● **Work order**: Everything in the listing below needs to be retyped exactly.

● **Supplied data**:
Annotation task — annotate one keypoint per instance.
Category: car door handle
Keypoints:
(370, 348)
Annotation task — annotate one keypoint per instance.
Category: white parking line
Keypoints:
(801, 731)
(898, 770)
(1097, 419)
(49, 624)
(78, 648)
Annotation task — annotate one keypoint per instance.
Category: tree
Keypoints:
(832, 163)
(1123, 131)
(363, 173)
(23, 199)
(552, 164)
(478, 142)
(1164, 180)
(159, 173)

● **Response below**:
Annotation task — annotate one keypoint per instance.
Category: car door handle
Keypoints:
(370, 348)
Annotation task — annotate one keypoint per instance.
Category: white parking line
Keypoints:
(801, 731)
(898, 770)
(1097, 419)
(49, 624)
(78, 648)
Annotation task — annotate one keypoint per instance.
Category: tree
Keypoints:
(832, 163)
(1123, 131)
(363, 173)
(23, 199)
(552, 164)
(478, 142)
(1164, 180)
(159, 173)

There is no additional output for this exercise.